- **Job**
Rewrite all of the records below, putting "Instruction" in place of "Guideline" each time it appears and leaving everything else unchanged. Leave the pictures out of your answer.

- **Data for this task**
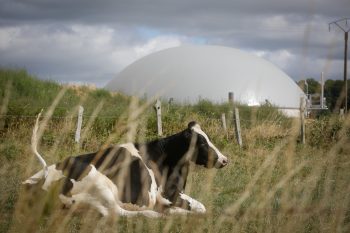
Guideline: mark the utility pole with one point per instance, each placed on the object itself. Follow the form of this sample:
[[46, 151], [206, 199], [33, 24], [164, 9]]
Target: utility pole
[[346, 30]]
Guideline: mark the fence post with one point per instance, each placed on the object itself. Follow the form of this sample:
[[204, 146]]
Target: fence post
[[4, 105], [238, 128], [79, 124], [224, 125], [158, 107], [230, 97], [302, 119]]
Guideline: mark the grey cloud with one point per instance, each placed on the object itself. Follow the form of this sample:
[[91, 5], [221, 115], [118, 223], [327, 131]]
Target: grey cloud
[[299, 27]]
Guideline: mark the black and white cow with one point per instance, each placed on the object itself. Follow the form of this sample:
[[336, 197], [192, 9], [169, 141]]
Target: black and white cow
[[151, 175]]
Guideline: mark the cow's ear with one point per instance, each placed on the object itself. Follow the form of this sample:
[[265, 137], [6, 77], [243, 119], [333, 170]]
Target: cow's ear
[[191, 124]]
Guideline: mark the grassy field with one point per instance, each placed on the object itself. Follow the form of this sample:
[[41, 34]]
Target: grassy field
[[272, 184]]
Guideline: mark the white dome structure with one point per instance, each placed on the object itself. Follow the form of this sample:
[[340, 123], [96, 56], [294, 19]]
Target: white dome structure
[[188, 73]]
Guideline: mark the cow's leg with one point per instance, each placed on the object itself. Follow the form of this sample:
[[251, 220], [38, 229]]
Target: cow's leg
[[187, 204], [52, 176]]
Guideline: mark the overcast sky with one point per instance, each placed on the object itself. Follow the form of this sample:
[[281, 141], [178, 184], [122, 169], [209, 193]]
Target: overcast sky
[[91, 41]]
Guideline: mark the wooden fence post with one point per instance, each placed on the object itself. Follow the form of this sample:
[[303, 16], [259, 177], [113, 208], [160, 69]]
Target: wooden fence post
[[302, 119], [224, 125], [238, 128], [79, 124], [158, 107], [230, 97]]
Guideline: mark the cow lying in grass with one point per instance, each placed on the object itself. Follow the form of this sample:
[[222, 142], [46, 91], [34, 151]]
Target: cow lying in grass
[[151, 175]]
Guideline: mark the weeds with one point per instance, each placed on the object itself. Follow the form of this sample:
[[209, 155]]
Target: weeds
[[273, 184]]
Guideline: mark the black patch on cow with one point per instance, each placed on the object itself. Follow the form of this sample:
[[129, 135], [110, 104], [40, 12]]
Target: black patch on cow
[[127, 172]]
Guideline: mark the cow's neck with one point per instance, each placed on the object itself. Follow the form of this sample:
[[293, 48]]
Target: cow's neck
[[167, 156], [168, 152]]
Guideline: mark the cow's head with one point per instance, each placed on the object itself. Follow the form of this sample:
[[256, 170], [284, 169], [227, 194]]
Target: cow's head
[[205, 153]]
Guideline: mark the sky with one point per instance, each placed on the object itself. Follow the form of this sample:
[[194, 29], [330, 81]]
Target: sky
[[90, 41]]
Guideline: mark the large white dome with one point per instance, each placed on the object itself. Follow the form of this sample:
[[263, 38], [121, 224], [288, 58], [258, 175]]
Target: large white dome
[[187, 73]]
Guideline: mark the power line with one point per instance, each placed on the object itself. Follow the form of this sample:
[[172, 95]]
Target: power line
[[346, 32]]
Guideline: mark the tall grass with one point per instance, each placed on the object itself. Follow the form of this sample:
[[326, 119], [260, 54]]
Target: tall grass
[[272, 184]]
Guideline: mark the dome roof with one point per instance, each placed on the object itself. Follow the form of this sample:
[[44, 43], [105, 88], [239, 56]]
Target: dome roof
[[187, 73]]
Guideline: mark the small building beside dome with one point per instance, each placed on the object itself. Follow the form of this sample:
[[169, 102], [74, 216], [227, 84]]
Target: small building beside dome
[[190, 73]]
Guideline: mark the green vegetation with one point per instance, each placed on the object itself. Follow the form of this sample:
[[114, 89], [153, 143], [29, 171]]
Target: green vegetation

- **Solution below**
Instruction: mark the utility pole with one point per instance, each placed on the object itself. Follow the form of this sample:
[[46, 151], [206, 199], [33, 24], [164, 9]]
Target: utility pole
[[346, 30]]
Instruction: mark the fence post with one point per instance, each placed on the object itself. Follow the form of this sample:
[[204, 146]]
Target: fence post
[[4, 105], [238, 128], [79, 124], [224, 125], [158, 107], [230, 97], [302, 119]]
Instruction: mark the grey cloud with one point per instance, each placed on the object itself. Follow the form of this sample:
[[91, 5], [221, 115], [118, 223], [327, 131]]
Target: grey cloud
[[299, 27]]
Instruction: mark the black and white cow with one point per instance, each placed on the object itself. Follow the form of this sample:
[[336, 197], [192, 9], [169, 141]]
Target: black and white cow
[[151, 175]]
Instruction: mark the cow's ear with one point per instance, each placed on the object itself. Follow the form of this sample:
[[265, 137], [6, 77], [243, 119], [333, 170]]
Target: cow's ear
[[191, 124]]
Instruction: mark the grassy field with one point per instance, each placed on the object itself. Follow the form of this sample:
[[41, 34]]
Target: grassy field
[[272, 184]]
Instruction: mark the white dome structure with one point per instance, each placed on the object itself. Follow the form of this sample:
[[340, 123], [96, 56], [294, 19]]
Target: white dome structure
[[188, 73]]
Instruction: mark the cow's leg with one point per instance, each placed on the object itself. Follow the form of this sample:
[[251, 220], [38, 229]]
Target: cow's leg
[[187, 204], [52, 176]]
Instruction: mark the overcast sky with one point per instance, each placed on the object itself. Follow the form of this sample:
[[281, 141], [178, 184], [122, 169], [209, 193]]
Target: overcast sky
[[91, 41]]
Instruction: mark the wooden fence post with one point per instance, each placed on the object itself. Follow the form of this sample:
[[303, 16], [259, 177], [113, 208], [160, 69]]
Target: wooden fence post
[[302, 119], [224, 125], [238, 128], [79, 124], [158, 107], [230, 97]]
Instruction: mark the cow lying in grass with one point per instance, each placed on the object itself. Follow the form of this sample:
[[222, 142], [46, 91], [34, 151]]
Target: cow lying in grass
[[151, 175]]
Instruction: mark the weeds with one point per instance, each placed on the object itself. Follow the form of this sample:
[[209, 155]]
Target: weeds
[[273, 184]]
Instruction: mark the black patch on cow with one point per instance, each placed on the object itself. Follow the form of this sample:
[[129, 135], [110, 104], [40, 12]]
Target: black patch on cow
[[127, 172]]
Instruction: mark the cow's neck with one point per instance, each placed on the object itself. Follow the form of this sample:
[[293, 48]]
Target: cow's neck
[[167, 156], [168, 152]]
Instruction: mark the cow's head with one point per instance, each placed on the object itself. Follow the form of this sample:
[[256, 170], [284, 169], [227, 194]]
Target: cow's head
[[205, 153]]
Instruction: mark the sky with one point per instance, each placed on the object itself. Follow the form of this sample:
[[194, 29], [330, 81]]
Target: sky
[[90, 41]]
Instruction: mark the large white dome with one point per instance, each placed on the object itself. Follow the form of this sample:
[[263, 38], [121, 224], [288, 58], [258, 175]]
Target: large white dome
[[187, 73]]
Instruction: mark the power line with one point per instance, each placed on the object itself. Follow the form of this sample:
[[172, 95]]
Target: power line
[[346, 32]]
Instruction: mark the tall grass with one point per instance, each placed on the object itself. Follow the form of this sample:
[[326, 119], [260, 54]]
Target: tall grass
[[272, 184]]
Instruction: mark the dome roof with one point per instance, each placed on the object itself. Follow the form of this sample:
[[44, 43], [105, 88], [239, 56]]
Target: dome roof
[[187, 73]]
Instruction: mark the small building beside dome with one point per instance, each placed on the object itself. Follow the form of this sample:
[[169, 102], [74, 216], [227, 84]]
Target: small building beside dome
[[190, 73]]
Instruction: mark the green vegetation with one point per instance, each placed on the object itself. Follow the form of this sample:
[[114, 89], [153, 143], [29, 171]]
Target: green vegetation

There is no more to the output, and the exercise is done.